И это нагромождение вещей на сцене – предательски хрупко. Тронешь – обрушится цветастым водопадом. Поэтому тише, дорогие зрители. Дышите легче. Перед вами – ломкая, как молодой лед, кромка бытия. Пройдите, балансируя среди милых вещей родного уюта, осторожно ступайте след в след, и все еще, может быть, обойдется. Сядьте поудобнее и молчите. Перед вами – история одного человека, одного безумия, одного обыкновенного, ничем не примечательного мира. Встречайте, дамы и господа, – Отелло!
Он долго одевается перед зеркалом в человеческий рост. Пластичный Денис Суханов,
красивым жестом отбрасывающий непонравившиеся рубашки, начинает покрывать лицо
ровным слоем маслянистой черной краски, спокойно обессмысливая надежду быть живым
и любимым.
_ _ _
• _Что нужно сделать_:
1. Ответьте по отрывку о спектакле:
(а) Кого в конце первого абзаца представляют дамам и господам?
(б) Какое зеркало упомянуто во втором абзаце?
(в) Какой краской Денис Суханов покрывает лицо?
2. Пожалуйста, продолжите отрывок о спектакле, начав сразу после его последнего предложения.

• _Собранные данные_:
_ _ _
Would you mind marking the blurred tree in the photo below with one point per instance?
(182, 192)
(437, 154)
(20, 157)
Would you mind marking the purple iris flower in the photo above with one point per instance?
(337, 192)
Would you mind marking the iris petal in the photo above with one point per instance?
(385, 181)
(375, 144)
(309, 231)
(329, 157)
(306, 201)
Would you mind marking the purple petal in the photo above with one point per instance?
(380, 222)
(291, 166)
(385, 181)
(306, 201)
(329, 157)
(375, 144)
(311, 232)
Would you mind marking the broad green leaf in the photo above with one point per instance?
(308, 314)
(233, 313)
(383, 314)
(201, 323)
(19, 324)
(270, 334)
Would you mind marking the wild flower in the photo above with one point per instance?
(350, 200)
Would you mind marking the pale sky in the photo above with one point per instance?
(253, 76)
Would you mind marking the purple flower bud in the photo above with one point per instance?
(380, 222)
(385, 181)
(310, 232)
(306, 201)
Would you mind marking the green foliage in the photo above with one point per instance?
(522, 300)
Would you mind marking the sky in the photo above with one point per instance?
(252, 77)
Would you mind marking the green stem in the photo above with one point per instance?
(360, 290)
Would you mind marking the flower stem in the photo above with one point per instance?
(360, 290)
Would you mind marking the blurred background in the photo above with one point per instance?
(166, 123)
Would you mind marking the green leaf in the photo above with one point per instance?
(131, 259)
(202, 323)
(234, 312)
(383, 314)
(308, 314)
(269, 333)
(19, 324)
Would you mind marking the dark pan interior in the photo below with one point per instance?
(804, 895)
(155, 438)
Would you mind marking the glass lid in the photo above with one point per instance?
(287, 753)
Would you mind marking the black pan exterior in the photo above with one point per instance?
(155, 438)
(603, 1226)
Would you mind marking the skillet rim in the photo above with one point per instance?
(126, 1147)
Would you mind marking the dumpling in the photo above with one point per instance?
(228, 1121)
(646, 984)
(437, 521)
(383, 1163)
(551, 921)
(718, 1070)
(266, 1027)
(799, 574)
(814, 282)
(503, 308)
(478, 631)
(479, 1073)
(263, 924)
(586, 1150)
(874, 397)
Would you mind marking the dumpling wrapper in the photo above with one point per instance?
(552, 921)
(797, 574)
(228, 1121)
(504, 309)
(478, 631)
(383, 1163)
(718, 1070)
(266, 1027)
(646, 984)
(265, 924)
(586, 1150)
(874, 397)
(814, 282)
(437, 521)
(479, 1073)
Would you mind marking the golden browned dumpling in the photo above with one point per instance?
_ _ _
• _Ответы_:
1.
(а) Отелло.
(б) Зеркало в человеческий рост.
(в) Маслянистой черной краской.

2.
Восторг и первый пыл влюбленности остались позади. Отелло оденется в тишине. Это тишина после того, как затих последний аккорд, это тишина после того, как слетел первый лист, это тишина после того, как хрустнул под ногою лед, это тишина после того, как плакать уже стало невмоготу, это тишина после того, как посерело небо и за секунду до того, как хлынет дождь и завоет ветер, это тишина, в которой впервые начинают тикать часы… Тик-так, время пошло, господа.
Тревога. Легкое подрагивание секундной стрелки. Побелевшие пальцы, уцепившиеся за край стола. Отелло боится времени. Он боится часового завода, который когда-нибудь
непременно закончится. Ах, если бы было место, где можно спрятаться от времени! Где можно было бы просто жить, с Дездемоной, вдвоем, вечно жить, ничего не теряя и не приобретая … Он гладит ее по волосам, но на нее не смотрит. Пустыми глазами он смотрит в бездну, и не может оторвать глаз.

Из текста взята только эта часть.